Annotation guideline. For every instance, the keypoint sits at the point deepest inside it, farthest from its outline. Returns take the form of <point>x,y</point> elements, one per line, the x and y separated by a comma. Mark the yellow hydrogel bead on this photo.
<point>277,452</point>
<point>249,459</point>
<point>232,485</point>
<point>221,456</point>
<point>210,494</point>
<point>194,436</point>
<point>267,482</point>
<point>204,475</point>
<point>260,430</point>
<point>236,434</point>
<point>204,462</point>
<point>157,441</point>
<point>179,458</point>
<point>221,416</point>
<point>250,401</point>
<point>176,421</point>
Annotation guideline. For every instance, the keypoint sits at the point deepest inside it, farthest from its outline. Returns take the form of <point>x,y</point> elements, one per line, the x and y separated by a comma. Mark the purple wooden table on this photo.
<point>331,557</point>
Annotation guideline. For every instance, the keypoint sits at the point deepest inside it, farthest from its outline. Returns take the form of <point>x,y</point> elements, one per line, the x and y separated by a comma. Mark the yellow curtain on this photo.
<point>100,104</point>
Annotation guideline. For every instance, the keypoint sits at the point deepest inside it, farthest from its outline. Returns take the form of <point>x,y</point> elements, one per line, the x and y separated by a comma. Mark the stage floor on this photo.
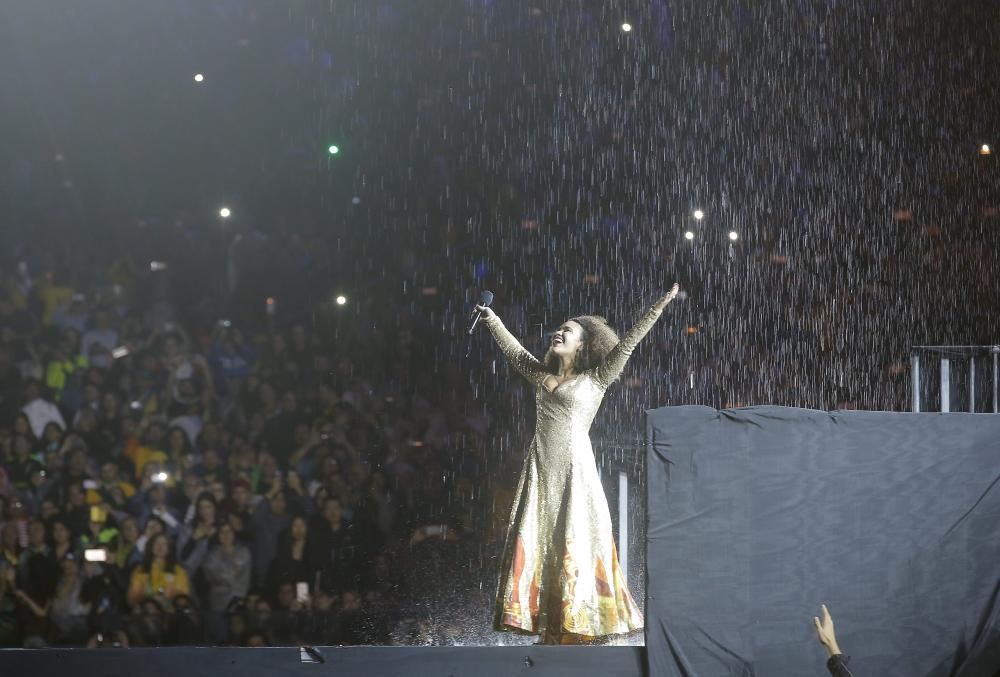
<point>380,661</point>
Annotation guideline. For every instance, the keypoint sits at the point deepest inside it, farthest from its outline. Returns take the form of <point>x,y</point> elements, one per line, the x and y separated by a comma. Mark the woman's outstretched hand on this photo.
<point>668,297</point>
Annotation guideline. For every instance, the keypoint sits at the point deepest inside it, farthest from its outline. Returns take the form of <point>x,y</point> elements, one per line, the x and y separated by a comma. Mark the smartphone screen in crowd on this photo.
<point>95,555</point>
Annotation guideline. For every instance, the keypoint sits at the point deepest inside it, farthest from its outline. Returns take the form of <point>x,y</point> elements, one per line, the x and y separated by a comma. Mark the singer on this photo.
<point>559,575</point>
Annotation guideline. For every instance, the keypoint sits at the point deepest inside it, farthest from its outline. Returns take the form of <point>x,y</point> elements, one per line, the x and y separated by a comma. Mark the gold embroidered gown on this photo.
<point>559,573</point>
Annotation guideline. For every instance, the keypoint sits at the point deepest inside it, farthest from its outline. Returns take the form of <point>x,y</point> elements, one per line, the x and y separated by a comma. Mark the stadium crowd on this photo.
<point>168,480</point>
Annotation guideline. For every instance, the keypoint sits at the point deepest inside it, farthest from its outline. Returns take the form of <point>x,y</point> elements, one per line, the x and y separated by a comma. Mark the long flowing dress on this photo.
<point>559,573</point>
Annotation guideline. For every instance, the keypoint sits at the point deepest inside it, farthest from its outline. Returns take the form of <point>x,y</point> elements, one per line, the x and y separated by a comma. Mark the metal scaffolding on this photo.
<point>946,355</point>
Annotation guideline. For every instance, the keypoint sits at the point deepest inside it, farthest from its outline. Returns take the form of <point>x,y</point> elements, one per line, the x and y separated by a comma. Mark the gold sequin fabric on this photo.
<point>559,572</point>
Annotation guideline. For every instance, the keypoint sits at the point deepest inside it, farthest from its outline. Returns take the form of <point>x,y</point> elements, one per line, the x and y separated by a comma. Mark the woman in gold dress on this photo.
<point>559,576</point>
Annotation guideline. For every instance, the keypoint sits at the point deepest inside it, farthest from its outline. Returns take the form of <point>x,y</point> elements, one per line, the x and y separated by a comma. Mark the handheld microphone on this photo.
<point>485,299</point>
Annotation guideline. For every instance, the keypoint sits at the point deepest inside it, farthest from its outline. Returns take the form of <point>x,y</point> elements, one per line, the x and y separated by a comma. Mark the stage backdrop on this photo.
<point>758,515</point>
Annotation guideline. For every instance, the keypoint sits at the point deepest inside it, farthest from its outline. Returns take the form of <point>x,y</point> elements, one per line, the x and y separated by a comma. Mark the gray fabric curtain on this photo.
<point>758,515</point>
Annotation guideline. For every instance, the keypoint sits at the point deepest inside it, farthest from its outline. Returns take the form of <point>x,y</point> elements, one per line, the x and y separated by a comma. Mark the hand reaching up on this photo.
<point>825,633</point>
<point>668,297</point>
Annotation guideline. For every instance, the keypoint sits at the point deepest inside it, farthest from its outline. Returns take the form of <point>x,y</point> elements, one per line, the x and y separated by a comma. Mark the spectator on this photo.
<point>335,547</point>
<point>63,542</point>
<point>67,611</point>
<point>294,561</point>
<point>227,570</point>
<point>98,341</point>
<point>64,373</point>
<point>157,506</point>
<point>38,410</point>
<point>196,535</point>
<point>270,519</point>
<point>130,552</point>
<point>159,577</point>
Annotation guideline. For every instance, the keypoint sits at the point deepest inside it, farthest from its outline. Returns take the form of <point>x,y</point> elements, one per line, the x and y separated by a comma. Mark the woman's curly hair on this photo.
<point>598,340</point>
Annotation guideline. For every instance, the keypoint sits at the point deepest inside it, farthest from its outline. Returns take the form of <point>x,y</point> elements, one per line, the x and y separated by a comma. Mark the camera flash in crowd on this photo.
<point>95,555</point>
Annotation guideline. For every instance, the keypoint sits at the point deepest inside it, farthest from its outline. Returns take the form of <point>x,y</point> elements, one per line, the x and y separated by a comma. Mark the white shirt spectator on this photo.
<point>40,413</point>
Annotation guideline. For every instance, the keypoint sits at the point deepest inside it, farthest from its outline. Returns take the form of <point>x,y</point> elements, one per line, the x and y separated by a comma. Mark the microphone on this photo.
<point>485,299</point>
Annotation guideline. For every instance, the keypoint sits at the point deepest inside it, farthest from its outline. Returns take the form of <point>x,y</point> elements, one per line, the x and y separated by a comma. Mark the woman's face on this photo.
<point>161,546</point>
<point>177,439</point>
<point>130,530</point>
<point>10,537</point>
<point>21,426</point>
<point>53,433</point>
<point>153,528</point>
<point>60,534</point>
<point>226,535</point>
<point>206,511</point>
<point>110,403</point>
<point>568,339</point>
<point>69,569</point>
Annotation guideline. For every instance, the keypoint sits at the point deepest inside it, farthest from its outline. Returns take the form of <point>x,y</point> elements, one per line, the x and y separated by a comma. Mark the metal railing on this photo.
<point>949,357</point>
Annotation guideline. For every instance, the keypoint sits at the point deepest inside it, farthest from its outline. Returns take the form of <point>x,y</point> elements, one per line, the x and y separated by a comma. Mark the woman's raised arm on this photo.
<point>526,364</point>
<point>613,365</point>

━━━━━━━━━━━━━━━━━━━━━━━━━━━━━━

#### AIM OF THE EXERCISE:
Leaving out every picture, repeat the records above exactly as they stand.

#### RESPONSE TO THIS TASK:
Annotation guideline. For every instance, the keypoint sits at the point deepest inside it, farthest from its outline. Returns take the form of <point>x,y</point> elements, one per line, the x and y separated by a comma. Mark the yellow hydrogel bead on this photo.
<point>277,452</point>
<point>249,459</point>
<point>232,485</point>
<point>221,456</point>
<point>210,494</point>
<point>194,436</point>
<point>267,482</point>
<point>204,475</point>
<point>260,430</point>
<point>236,434</point>
<point>204,462</point>
<point>157,441</point>
<point>179,458</point>
<point>221,416</point>
<point>250,401</point>
<point>176,421</point>
Annotation guideline. For every instance, the keypoint sits at the point deepest inside it, farthest from its outline. Returns take the form of <point>x,y</point> elements, one per line, the x and y separated by a comma. Mark the purple wooden table on this photo.
<point>331,557</point>
Annotation guideline. For every instance, the keypoint sits at the point deepest inside it, farthest from its outline. Returns take the form of <point>x,y</point> elements, one per line, the x and y separated by a comma. Mark the yellow curtain on this photo.
<point>100,104</point>
Annotation guideline. For every instance, the keypoint sits at the point deepest inside it, farthest from its outline. Returns take the form of <point>x,y</point> elements, one per line, the x and y separated by a comma. Mark the stage floor on this photo.
<point>380,661</point>
Annotation guideline. For every instance, the keypoint sits at the point deepest inside it, farthest from its outline. Returns take the form of <point>x,y</point> elements, one per line, the x and y separated by a comma. Mark the woman's outstretched hand on this photo.
<point>668,297</point>
Annotation guideline. For every instance, the keypoint sits at the point deepest inside it, farthest from its outline. Returns take the form of <point>x,y</point> elements, one per line, the x and y separated by a comma. Mark the smartphone screen in crowd on this photo.
<point>95,555</point>
Annotation guideline. For every instance, the keypoint sits at the point deepest inside it, farthest from its outline. Returns take the form of <point>x,y</point> elements, one per line, the x and y separated by a comma. Mark the singer on this photo.
<point>559,575</point>
Annotation guideline. For every instance, the keypoint sits at the point deepest inside it, farthest from its outline. Returns take the form of <point>x,y</point> elements, one per line, the x and y separated by a comma. Mark the gold embroidered gown on this photo.
<point>559,573</point>
Annotation guideline. For every instance, the keypoint sits at the point deepest inside it, farthest from its outline. Returns take the form of <point>x,y</point> elements, one per line, the x and y separated by a comma. Mark the stadium crowd on this photo.
<point>168,480</point>
Annotation guideline. For every instance, the keypoint sits at the point deepest inside it, farthest from its outline. Returns take the form of <point>x,y</point> elements, one per line, the x and y separated by a comma. Mark the long flowing dress on this photo.
<point>559,573</point>
Annotation guideline. For every instance, the keypoint sits at the point deepest inside it, farthest from its outline. Returns take the form of <point>x,y</point> elements, one per line, the x and y separated by a comma. Mark the metal scaffolding on this photo.
<point>946,355</point>
Annotation guideline. For every instance, the keypoint sits at the point deepest inside it, farthest from its outline. Returns take the form of <point>x,y</point> elements, one per line, the x and y separated by a comma. Mark the gold sequin fabric on this photo.
<point>559,572</point>
Annotation guideline. For every instance, the keypoint sits at the point deepest inside it, farthest from its outline. Returns take the form of <point>x,y</point> elements, one per line, the x and y separated by a comma. Mark the woman in gold dress on this photo.
<point>559,576</point>
Annotation guideline. For every instance, the keypoint sits at the point deepest inside it, farthest from its outline. Returns take the form of <point>x,y</point> elements, one per line, the x and y separated by a comma. Mark the handheld microphone on this photo.
<point>485,299</point>
Annotation guideline. For every instance, the keypoint sits at the point deepest inside it, farthest from its outline. Returns take the form of <point>x,y</point> elements, one per line, the x and y separated by a comma. Mark the stage backdrop on this photo.
<point>758,515</point>
Annotation guideline. For every instance, the keypoint sits at the point deepest inside it, farthest from its outline. Returns take the form of <point>x,y</point> elements, one per line, the x and y separated by a comma. Mark the gray fabric curtain on this photo.
<point>758,515</point>
Annotation guideline. For every instance, the keypoint sits at the point deepest inside it, farthest from its outline. Returns take the form of <point>x,y</point> elements, one per line, the x and y separated by a comma. Mark the hand reaching up on this photo.
<point>825,633</point>
<point>668,297</point>
Annotation guideline. For every instance, the keypoint sits at the point deepest inside it, farthest from its outline. Returns take the form of <point>x,y</point> elements, one per line, the x and y separated by a comma. Mark the spectator on this photo.
<point>335,547</point>
<point>63,542</point>
<point>67,611</point>
<point>294,561</point>
<point>227,570</point>
<point>98,341</point>
<point>64,373</point>
<point>157,506</point>
<point>38,410</point>
<point>196,535</point>
<point>270,519</point>
<point>130,552</point>
<point>159,577</point>
Annotation guideline. For every instance, the keypoint sits at the point deepest inside it, farthest from its outline. Returns take the form of <point>x,y</point> elements, one per line, the x and y separated by a comma. Mark the woman's curly hair on this photo.
<point>598,340</point>
Annotation guideline. For every instance, the keypoint sits at the point deepest inside it, farthest from its outline. Returns take the form of <point>x,y</point> elements, one per line, the x and y separated by a comma. Mark the camera flash in crowd on this photo.
<point>95,555</point>
Annotation guideline. For every instance, the keypoint sits at the point deepest inside it, farthest from its outline. Returns take the form of <point>x,y</point> elements, one per line, the x and y separated by a comma. Mark the white shirt spectator on this photo.
<point>40,413</point>
Annotation guideline. For every instance, the keypoint sits at the point deepest inside it, farthest from its outline. Returns take the form of <point>x,y</point> elements, one per line, the x and y separated by a comma. Mark the microphone on this photo.
<point>485,299</point>
Annotation guideline. For every instance, the keypoint sits at the point deepest inside it, farthest from its outline. Returns take the form of <point>x,y</point> elements, one per line, the x and y separated by a comma. Mark the woman's face on this photo.
<point>161,546</point>
<point>177,439</point>
<point>130,530</point>
<point>10,537</point>
<point>21,426</point>
<point>53,433</point>
<point>153,528</point>
<point>60,534</point>
<point>226,535</point>
<point>206,511</point>
<point>110,403</point>
<point>568,339</point>
<point>69,569</point>
Annotation guideline. For every instance, the keypoint sits at the point deepest inside it, farthest from its outline. Returns take the form of <point>x,y</point> elements, one per line, the x and y separated by a comma. Mark the metal railing on this photo.
<point>949,357</point>
Annotation guideline. For every instance, the keypoint sits at the point deepest inside it, farthest from its outline. Returns take the form of <point>x,y</point> elements, one per line, the x and y separated by a comma. Mark the woman's raised arm on this photo.
<point>526,364</point>
<point>613,365</point>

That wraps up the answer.